[START OF Reading passage]

Le samedi 20 décembre 2014 à 19:53 +0100, Daniel Carrera a écrit :
> Thanks!
> 
> 
> Do I need to move to Julia 0.4 to use this? I know that 0.4 is
> unstable, so maybe I should wait until 0.4 comes out...
This is only on 0.4 AFAICT. But note I didn't say this fixes your
problem, just that the discussion that was prompted by this change was
tightly related to your issue. No general solution has been implemented
so far.

Regards

> Cheers,
> Daniel.
> 
> On 20 December 2014 at 19:10, Milan Bouchet-Valat <[email protected]>
> wrote:
>         Le samedi 20 décembre 2014 à 10:04 -0800, Daniel Carrera a
>         écrit :
>         > Hello,
>         >
>         >
>         > Here is my problem in a nutshell:
>         >
>         >
>         > julia> @sprintf("%10f "^6, 1,2,3,4,5,6)
>         > ERROR: @sprintf: first argument must be a format string
>         >
>         >
>         >
>         >
>         > I cannot use the ^ operator inside a @sprintf, probably
>         because
>         > @sprintf is a macro and something weird happens with the
>         order of
>         > operation. This is irritating because it is making me write
>         ugly-long
>         > lines in my code for something that should be shortened with
>         "^".

[END OF Reading passage]
[START OF Given data]

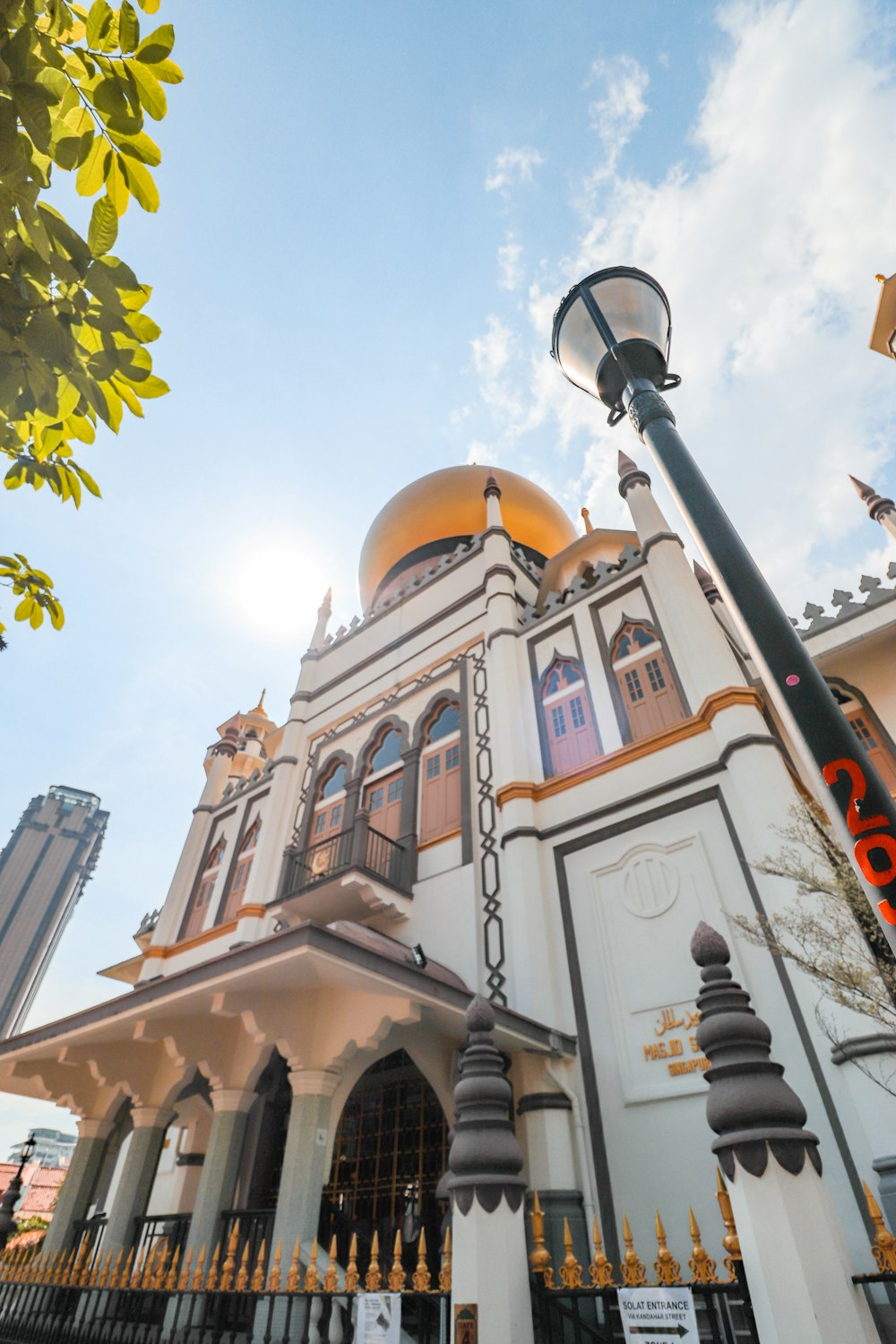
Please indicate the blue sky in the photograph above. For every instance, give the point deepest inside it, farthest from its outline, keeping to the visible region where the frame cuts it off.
(368, 215)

[END OF Given data]

Short problem
Repeat the whole email about @sprintf word for word, including every quoted line. You won't need the listing for anything here.

Problem solution
Le samedi 20 décembre 2014 à 19:53 +0100, Daniel Carrera a écrit :
> Thanks!
> 
> 
> Do I need to move to Julia 0.4 to use this? I know that 0.4 is
> unstable, so maybe I should wait until 0.4 comes out...
This is only on 0.4 AFAICT. But note I didn't say this fixes your
problem, just that the discussion that was prompted by this change was
tightly related to your issue. No general solution has been implemented
so far.

Regards

> Cheers,
> Daniel.
> 
> On 20 December 2014 at 19:10, Milan Bouchet-Valat <[email protected]>
> wrote:
>         Le samedi 20 décembre 2014 à 10:04 -0800, Daniel Carrera a
>         écrit :
>         > Hello,
>         >
>         >
>         > Here is my problem in a nutshell:
>         >
>         >
>         > julia> @sprintf("%10f "^6, 1,2,3,4,5,6)
>         > ERROR: @sprintf: first argument must be a format string
>         >
>         >
>         >
>         >
>         > I cannot use the ^ operator inside a @sprintf, probably
>         because
>         > @sprintf is a macro and something weird happens with the
>         order of
>         > operation. This is irritating because it is making me write
>         ugly-long
>         > lines in my code for something that should be shortened with
>         "^".